- What is expected
Having read the entries, repeat all of them exactly.

- Input material
○ ○ ○
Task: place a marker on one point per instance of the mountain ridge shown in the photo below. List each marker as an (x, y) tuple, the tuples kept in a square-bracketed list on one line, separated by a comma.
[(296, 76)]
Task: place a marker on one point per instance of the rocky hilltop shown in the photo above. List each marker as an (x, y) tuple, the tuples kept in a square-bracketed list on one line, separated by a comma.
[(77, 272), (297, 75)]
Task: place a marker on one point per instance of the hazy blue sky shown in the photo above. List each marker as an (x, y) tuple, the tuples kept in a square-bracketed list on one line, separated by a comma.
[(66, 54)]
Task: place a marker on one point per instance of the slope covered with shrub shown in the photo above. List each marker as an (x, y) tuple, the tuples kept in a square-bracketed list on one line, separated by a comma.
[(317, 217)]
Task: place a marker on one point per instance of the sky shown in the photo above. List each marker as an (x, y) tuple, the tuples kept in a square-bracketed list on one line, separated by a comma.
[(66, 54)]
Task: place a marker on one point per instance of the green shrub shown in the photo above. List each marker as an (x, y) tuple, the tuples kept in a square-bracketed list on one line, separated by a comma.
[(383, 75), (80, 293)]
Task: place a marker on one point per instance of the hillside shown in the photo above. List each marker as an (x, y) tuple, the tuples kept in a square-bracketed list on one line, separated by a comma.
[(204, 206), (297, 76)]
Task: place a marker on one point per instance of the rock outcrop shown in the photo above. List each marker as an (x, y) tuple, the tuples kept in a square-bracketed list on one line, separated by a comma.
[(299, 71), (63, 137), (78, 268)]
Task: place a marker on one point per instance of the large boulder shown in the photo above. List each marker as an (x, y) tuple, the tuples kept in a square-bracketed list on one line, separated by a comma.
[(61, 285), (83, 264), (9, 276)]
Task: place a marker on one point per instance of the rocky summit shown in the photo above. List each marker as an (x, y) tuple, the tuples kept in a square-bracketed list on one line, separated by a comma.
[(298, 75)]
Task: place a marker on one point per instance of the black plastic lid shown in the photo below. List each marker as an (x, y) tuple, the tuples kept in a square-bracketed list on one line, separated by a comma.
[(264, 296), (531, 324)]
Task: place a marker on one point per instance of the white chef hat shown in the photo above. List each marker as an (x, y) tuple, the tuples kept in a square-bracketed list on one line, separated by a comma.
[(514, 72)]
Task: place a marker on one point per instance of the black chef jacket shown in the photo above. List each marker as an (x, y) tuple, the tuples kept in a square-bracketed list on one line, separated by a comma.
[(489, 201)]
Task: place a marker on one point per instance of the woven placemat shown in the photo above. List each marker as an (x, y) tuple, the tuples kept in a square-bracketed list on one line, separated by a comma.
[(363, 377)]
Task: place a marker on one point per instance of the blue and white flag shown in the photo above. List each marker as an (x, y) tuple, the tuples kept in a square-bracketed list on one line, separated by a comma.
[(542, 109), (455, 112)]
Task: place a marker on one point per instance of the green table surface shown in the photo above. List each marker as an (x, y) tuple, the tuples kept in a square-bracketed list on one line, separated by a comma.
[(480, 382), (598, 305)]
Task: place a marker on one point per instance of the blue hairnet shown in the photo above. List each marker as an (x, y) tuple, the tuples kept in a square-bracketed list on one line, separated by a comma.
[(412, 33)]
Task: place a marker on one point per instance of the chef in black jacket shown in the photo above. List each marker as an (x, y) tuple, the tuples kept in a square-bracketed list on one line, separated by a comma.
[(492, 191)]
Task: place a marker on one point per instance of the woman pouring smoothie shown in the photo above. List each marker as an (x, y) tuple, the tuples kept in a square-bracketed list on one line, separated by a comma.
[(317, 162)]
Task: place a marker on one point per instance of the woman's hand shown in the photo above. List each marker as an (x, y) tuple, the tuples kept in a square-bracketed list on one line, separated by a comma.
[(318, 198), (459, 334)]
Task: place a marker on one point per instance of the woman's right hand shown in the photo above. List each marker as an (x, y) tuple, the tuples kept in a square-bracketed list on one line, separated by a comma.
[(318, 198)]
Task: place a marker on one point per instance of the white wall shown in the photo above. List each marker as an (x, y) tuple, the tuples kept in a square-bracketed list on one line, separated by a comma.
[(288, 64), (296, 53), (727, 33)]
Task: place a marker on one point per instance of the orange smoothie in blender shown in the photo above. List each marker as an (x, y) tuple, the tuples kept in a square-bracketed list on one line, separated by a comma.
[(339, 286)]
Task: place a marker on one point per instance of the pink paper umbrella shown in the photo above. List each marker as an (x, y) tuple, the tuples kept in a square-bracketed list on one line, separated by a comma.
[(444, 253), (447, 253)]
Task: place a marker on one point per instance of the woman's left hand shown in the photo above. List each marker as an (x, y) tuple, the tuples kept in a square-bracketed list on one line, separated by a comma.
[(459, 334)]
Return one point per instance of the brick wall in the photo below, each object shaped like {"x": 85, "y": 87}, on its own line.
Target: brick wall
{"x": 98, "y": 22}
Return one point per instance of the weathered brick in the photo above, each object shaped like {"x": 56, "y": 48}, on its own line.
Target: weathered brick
○ ○ ○
- Answer to this problem
Task: place a marker on one point per instance of the mountain ridge shown in the photo below. List each marker as an (x, y) tuple, the tuples kept in a square-bracketed list on one line, separated by a comma.
[(296, 76)]
Task: place a marker on one point per instance of the rocky hilltop shown in the photo above. List each marker as an (x, y) tuple, the tuples kept in a square-bracketed list on one line, separated by a comma.
[(77, 272), (297, 75)]
Task: place a marker on one point per instance of the hazy blue sky shown in the photo above. List each marker as an (x, y) tuple, the tuples kept in a square-bracketed list on one line, separated by a comma.
[(66, 54)]
Task: place a marker on one point per instance of the slope covered with shrub shown in the photo above. List each marker as an (x, y) tuple, the tuples kept in a square-bracketed list on one line, separated by a comma.
[(317, 217)]
Task: place a marker on one point per instance of the sky shown in the photo above. List each marker as an (x, y) tuple, the tuples kept in a square-bracketed list on one line, separated by a comma.
[(66, 54)]
Task: place a marker on one point per instance of the green shrub shown in the photo above. List each marker as an (x, y) tuple, the tuples kept in a square-bracketed list on one line, separated by a comma.
[(383, 75), (80, 293)]
Task: place a marker on one point per instance of the hillside shown in the photo above. List each marker as an (x, y) tuple, the tuples kept in a square-bracketed list on one line, separated by a comma.
[(204, 206), (297, 76)]
Task: place a marker on one point per instance of the rock outcrop shown in the photo above. List each marker as an (x, y) tuple, the tuples kept in a square-bracketed list on one line, separated by a comma.
[(299, 71), (63, 137), (78, 268)]
Task: place a marker on one point per instance of the large boulder shown in the photo above. List each marker as an (x, y) tuple, the tuples kept in a square-bracketed list on one line, separated by a comma.
[(61, 285), (83, 264), (9, 276)]
Task: place a marker on one point per instance of the rocky summit shown in the photo above. List each marker as an (x, y) tuple, the tuples kept in a square-bracketed list on one line, separated by a comma.
[(298, 75)]
Task: place a marker on one point per instance of the black plastic lid shown in the photo below. List each marker as an (x, y) tuple, the tuples kept in a square-bracketed list on one line, separated by a comma.
[(264, 296), (531, 324)]
Task: place a marker on one point per instance of the white chef hat shown in the photo above. List each marker as an (x, y) tuple, the tuples kept in a square-bracketed list on one line, separated by a comma.
[(514, 72)]
Task: place a marker on one point per instance of the black chef jacket shown in the photo above. List each marker as an (x, y) tuple, the tuples kept in a square-bracketed list on one line, separated by a comma.
[(489, 201)]
Task: place a marker on one point per instance of the woven placemat shown in the photo above. List each marker as an (x, y) tuple, the tuples kept in a square-bracketed list on one line, separated by a comma.
[(363, 377)]
Task: place a marker on one point per instance of the blue and white flag shown in the photo above. List each marker as an (x, y) tuple, the tuples kept in a square-bracketed list on one line, separated by a comma.
[(542, 109), (455, 112)]
Task: place a marker on one point per instance of the green table surface shown in the photo above. List each marker as an (x, y) tuple, the tuples kept in a square-bracketed list on one line, separated by a comma.
[(480, 382), (598, 305)]
Task: place a marker on one point per instance of the blue hairnet shown in the photo above. List each marker as an (x, y) tuple, the tuples kept in a square-bracketed list on one line, separated by a comma.
[(412, 33)]
Task: place a marker on one point per instance of the chef in black jacket shown in the photo above. List each marker as an (x, y) tuple, the tuples kept in a square-bracketed list on one line, separated by a comma.
[(492, 191)]
Task: place a marker on one point per instance of the woman pouring smoothie shown in the photo above. List each marker as an (x, y) tuple, the tuples kept in a square-bracketed list on one line, separated by a comma.
[(317, 162)]
Task: place a marker on one point per instance of the woman's hand shown in the photo above. List each marker as an (x, y) tuple, the tuples kept in a square-bracketed list on one line, separated by a comma.
[(318, 198), (459, 334)]
Task: place a marker on one point per instance of the woman's right hand shown in the photo above. List each marker as an (x, y) tuple, the tuples kept in a square-bracketed list on one line, separated by a comma.
[(318, 198)]
Task: place a marker on one point per instance of the white wall shown in the photo above. List each marker as an (x, y) tuple, the tuples kept in a square-bracketed list on one line, separated by a comma.
[(288, 64), (296, 53), (727, 33)]
Task: place a marker on one point per instance of the orange smoothie in blender shown in the photo above. List each marker as an (x, y) tuple, the tuples kept in a square-bracketed list on one line, separated by a comma.
[(339, 286)]
Task: place a marker on one point per instance of the pink paper umbrella shown in the photo above. List each marker as an (x, y) tuple, the tuples kept in a square-bracketed list on one line, separated by a comma.
[(444, 253), (447, 253)]
Task: place a marker on one point per instance of the woman's left hand shown in the photo above. List each marker as an (x, y) tuple, the tuples kept in a square-bracketed list on one line, separated by a comma.
[(459, 334)]
Return one point per instance of the brick wall in the photo below, each object shaped like {"x": 85, "y": 87}, on its own line.
Target: brick wall
{"x": 98, "y": 22}
Return one point per instance of the weathered brick in the photo above, each object shaped like {"x": 56, "y": 48}, on its own line.
Target: weathered brick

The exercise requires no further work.